WHAT TO DO
Your job is to copy all the entries precisely as they stand.

-------- SOURCE DATA --------

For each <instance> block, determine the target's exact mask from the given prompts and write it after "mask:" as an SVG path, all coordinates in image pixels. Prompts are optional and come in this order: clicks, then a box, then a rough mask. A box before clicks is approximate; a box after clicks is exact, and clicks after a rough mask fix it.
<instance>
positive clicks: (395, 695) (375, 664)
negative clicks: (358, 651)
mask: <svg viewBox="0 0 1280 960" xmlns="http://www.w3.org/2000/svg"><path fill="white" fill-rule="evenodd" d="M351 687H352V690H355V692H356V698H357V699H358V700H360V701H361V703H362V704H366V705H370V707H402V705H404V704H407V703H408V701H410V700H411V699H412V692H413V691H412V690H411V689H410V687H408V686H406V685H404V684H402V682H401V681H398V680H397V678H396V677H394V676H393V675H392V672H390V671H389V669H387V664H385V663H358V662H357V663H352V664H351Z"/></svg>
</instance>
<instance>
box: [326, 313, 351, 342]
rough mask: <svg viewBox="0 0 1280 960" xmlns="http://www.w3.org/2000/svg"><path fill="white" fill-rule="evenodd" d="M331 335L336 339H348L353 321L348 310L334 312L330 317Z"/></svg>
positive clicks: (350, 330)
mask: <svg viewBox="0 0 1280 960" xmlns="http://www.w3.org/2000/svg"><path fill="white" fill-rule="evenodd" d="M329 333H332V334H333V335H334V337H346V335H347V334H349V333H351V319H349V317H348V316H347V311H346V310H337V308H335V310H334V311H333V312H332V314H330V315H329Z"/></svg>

--------

RESULT OF THIS EXERCISE
For each <instance> block, determine the target's exact mask from the given prompts and write it after "mask:" as an SVG path, all coordinates in image pixels. Prompts are optional and come in this order: clicks, then a box, then a rough mask. A box before clicks is approximate; a box after clicks is exact, and clicks after a rough mask fix it.
<instance>
positive clicks: (395, 695) (375, 664)
negative clicks: (358, 651)
mask: <svg viewBox="0 0 1280 960" xmlns="http://www.w3.org/2000/svg"><path fill="white" fill-rule="evenodd" d="M351 687H352V690H355V692H356V698H357V699H358V700H360V701H361V703H362V704H366V705H370V707H402V705H404V704H407V703H408V701H410V700H411V699H412V692H413V691H412V690H411V689H410V687H408V686H406V685H404V684H402V682H401V681H398V680H397V678H396V677H394V676H393V675H392V672H390V671H389V669H387V664H385V663H358V662H357V663H352V664H351Z"/></svg>
</instance>
<instance>
box: [326, 313, 351, 342]
rough mask: <svg viewBox="0 0 1280 960" xmlns="http://www.w3.org/2000/svg"><path fill="white" fill-rule="evenodd" d="M331 335L336 339H348L353 321L348 310L334 312L330 317Z"/></svg>
positive clicks: (350, 330)
mask: <svg viewBox="0 0 1280 960" xmlns="http://www.w3.org/2000/svg"><path fill="white" fill-rule="evenodd" d="M329 333H332V334H333V335H334V337H346V335H347V334H349V333H351V319H349V317H348V316H347V311H346V310H337V308H335V310H334V311H333V312H332V314H330V315H329Z"/></svg>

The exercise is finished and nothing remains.